--- Work request ---
How many of the lines below hold the string "above"? Say only the number.

----- Dataset

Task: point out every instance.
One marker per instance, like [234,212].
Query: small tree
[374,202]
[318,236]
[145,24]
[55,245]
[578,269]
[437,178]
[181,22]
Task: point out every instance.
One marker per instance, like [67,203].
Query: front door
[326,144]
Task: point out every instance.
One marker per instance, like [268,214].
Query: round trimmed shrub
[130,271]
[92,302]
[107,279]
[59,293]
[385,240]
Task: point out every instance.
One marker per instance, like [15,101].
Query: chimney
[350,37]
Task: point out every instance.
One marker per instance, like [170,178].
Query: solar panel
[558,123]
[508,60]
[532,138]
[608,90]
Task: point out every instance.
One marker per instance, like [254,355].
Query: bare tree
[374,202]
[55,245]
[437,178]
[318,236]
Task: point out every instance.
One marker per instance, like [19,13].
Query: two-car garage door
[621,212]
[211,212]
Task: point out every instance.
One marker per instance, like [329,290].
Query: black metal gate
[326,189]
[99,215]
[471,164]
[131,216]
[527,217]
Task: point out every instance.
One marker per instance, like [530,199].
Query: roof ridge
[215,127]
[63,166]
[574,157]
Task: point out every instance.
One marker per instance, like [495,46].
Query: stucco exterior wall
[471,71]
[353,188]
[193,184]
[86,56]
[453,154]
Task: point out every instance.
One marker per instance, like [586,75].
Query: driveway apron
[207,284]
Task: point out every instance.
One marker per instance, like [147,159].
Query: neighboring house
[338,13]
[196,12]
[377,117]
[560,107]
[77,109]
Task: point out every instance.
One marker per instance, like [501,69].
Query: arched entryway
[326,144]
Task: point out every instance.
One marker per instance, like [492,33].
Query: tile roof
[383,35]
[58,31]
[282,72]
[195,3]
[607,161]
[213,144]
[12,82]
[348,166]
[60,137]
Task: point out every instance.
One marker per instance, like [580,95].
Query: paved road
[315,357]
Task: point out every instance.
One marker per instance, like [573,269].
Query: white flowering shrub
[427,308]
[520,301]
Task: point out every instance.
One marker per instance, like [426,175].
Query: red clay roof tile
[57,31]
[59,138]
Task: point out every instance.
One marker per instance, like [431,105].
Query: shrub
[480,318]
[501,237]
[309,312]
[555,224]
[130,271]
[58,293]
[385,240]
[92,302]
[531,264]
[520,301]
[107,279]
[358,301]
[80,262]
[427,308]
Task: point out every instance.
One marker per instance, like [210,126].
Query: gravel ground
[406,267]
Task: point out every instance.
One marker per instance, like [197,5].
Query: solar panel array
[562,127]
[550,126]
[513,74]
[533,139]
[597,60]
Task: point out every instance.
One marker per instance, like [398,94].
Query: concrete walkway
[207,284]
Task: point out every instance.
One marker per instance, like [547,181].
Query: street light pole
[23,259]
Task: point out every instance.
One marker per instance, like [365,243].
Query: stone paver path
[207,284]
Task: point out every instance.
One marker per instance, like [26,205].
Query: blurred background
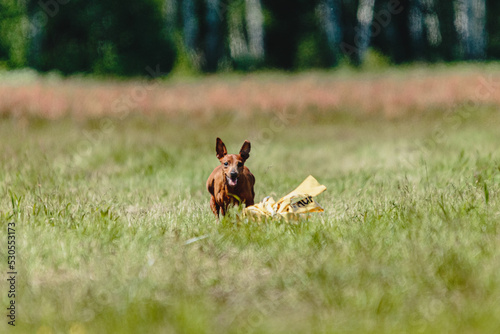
[123,38]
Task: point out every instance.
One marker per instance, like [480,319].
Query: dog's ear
[220,148]
[245,150]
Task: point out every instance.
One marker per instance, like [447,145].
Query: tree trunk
[470,23]
[212,41]
[363,33]
[170,7]
[237,43]
[255,28]
[416,26]
[190,26]
[36,32]
[330,18]
[478,29]
[432,23]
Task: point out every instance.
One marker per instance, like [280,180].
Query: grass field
[106,207]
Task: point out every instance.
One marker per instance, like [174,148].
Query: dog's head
[232,164]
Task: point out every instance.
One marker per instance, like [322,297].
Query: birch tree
[255,28]
[212,40]
[363,33]
[190,27]
[329,12]
[423,26]
[470,22]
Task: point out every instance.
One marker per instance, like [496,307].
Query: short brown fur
[231,180]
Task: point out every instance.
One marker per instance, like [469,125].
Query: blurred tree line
[125,37]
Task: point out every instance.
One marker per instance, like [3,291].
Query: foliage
[115,233]
[124,37]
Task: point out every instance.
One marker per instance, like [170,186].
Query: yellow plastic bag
[299,201]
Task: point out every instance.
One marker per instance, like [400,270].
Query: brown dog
[231,181]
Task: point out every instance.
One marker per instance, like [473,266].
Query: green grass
[409,241]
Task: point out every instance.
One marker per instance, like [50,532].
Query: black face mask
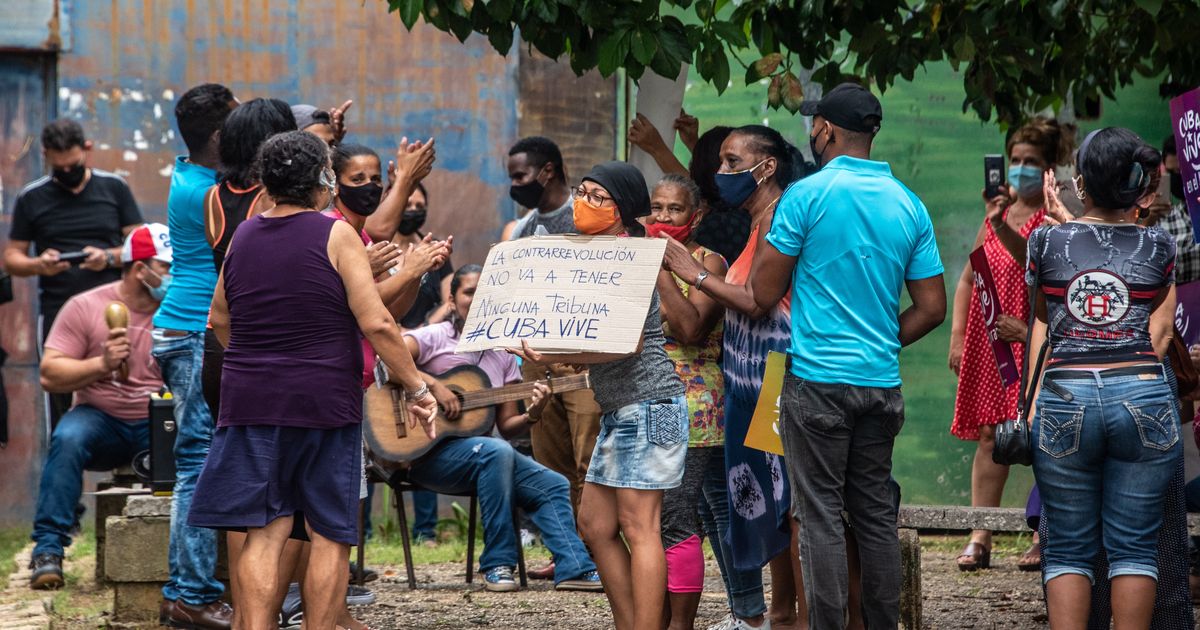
[411,221]
[70,177]
[1176,184]
[364,199]
[527,195]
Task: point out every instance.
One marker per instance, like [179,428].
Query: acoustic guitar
[394,444]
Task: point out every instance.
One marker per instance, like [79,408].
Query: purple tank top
[294,357]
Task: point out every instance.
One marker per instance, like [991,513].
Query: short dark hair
[1117,167]
[244,131]
[201,112]
[772,143]
[541,150]
[343,153]
[289,165]
[63,135]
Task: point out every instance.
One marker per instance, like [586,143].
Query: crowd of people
[293,274]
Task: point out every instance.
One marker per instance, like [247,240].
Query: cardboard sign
[763,433]
[564,294]
[1186,123]
[989,305]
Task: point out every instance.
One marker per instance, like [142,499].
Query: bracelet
[424,390]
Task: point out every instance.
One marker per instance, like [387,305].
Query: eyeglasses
[593,198]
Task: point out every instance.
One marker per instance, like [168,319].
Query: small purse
[1014,437]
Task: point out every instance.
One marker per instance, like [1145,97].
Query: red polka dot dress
[982,400]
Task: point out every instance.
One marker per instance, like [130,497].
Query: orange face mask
[593,219]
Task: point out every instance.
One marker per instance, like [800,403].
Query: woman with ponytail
[1105,425]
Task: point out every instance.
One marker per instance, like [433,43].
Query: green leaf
[643,46]
[731,33]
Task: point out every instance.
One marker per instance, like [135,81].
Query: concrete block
[136,601]
[148,505]
[137,549]
[910,580]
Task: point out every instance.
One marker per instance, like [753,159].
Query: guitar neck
[490,397]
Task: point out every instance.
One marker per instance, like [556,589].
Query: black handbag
[1014,437]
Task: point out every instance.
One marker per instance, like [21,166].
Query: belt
[1067,373]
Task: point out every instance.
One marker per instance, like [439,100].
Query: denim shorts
[1104,451]
[642,445]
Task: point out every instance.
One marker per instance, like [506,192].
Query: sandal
[975,556]
[1031,561]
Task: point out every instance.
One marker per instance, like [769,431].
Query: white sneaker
[733,623]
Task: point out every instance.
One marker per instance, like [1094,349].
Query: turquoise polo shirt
[193,275]
[858,234]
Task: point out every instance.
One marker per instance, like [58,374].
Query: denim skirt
[642,445]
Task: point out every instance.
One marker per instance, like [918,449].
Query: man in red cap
[111,372]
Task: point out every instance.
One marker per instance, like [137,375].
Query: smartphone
[993,175]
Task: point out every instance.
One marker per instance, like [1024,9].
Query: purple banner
[1186,123]
[989,305]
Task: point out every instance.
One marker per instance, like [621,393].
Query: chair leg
[471,540]
[521,574]
[399,499]
[363,540]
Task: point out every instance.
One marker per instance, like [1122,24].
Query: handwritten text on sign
[564,294]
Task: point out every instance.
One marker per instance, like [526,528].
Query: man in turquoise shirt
[191,598]
[847,240]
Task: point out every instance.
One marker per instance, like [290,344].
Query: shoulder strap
[1023,396]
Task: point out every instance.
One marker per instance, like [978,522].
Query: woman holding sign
[643,429]
[984,397]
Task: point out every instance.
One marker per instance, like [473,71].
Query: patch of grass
[11,541]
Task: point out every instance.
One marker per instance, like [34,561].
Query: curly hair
[289,166]
[688,185]
[1053,139]
[1117,167]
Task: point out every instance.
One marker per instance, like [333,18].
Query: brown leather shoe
[215,616]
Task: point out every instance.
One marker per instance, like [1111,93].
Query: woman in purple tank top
[292,299]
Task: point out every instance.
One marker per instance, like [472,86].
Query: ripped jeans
[1105,444]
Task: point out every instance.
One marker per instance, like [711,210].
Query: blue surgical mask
[1025,178]
[160,292]
[736,187]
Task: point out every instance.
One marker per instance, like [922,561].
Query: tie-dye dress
[760,497]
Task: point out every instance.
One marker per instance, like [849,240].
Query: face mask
[70,177]
[411,221]
[1026,179]
[1176,184]
[592,219]
[160,292]
[364,199]
[736,187]
[679,233]
[527,195]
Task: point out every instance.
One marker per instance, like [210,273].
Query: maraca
[118,316]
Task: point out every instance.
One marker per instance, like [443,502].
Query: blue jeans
[1105,449]
[501,475]
[425,515]
[84,439]
[743,588]
[192,555]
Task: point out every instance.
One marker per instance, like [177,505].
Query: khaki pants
[567,435]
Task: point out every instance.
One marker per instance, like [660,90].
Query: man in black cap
[846,240]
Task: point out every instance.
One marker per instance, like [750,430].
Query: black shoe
[47,571]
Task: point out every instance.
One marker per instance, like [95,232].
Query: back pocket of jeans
[1059,429]
[665,423]
[1157,425]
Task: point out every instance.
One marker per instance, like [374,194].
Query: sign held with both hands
[564,294]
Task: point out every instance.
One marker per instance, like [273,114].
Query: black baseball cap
[849,106]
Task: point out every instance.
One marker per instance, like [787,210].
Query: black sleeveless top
[233,207]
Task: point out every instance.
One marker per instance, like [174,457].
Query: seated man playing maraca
[100,351]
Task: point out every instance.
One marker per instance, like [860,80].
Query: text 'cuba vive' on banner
[564,294]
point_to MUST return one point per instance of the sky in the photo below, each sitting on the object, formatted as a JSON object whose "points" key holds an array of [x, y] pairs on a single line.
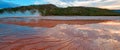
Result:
{"points": [[108, 4]]}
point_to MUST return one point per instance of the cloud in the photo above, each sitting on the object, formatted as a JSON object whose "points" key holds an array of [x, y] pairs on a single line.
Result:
{"points": [[6, 4], [89, 3], [36, 2]]}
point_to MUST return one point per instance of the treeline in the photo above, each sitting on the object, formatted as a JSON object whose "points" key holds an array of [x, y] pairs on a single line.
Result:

----------

--- Result below ---
2